Copy out all of the data exactly as it appears.

-- START Excerpted records --

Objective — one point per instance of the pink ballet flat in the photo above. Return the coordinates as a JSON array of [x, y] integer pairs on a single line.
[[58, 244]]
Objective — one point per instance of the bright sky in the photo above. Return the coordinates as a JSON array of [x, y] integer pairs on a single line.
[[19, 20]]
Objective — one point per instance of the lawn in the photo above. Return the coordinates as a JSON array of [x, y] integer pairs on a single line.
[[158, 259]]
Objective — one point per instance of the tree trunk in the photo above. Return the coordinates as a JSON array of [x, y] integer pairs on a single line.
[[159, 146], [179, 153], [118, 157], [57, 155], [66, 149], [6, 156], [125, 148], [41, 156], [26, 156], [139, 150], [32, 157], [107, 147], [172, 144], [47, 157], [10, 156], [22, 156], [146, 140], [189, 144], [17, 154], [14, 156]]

-- END Excerpted records --

Expected answer:
Objective — one point per instance of the pink ballet flat in the photo above. Return the coordinates as a JSON array of [x, y] integer pairs on a single line.
[[58, 244]]
Objective — one point per instance of the bright sky in the photo above. Return the coordinates as a JSON array of [x, y] integer pairs on a single line.
[[19, 20]]
Objective — one point per instance of the lawn in the photo above. Return the coordinates as a JSON array of [x, y] integer pairs on a single line.
[[158, 259]]
Objective — one point per instance of the tree trunk in the photo above. Return the coordinates as a JSON array of [x, y] integer pairs on a single line.
[[159, 146], [179, 153], [118, 157], [57, 155], [66, 149], [6, 156], [125, 148], [41, 156], [26, 156], [139, 150], [32, 157], [107, 147], [172, 144], [47, 157], [10, 156], [22, 156], [146, 140], [189, 144], [17, 154], [14, 156]]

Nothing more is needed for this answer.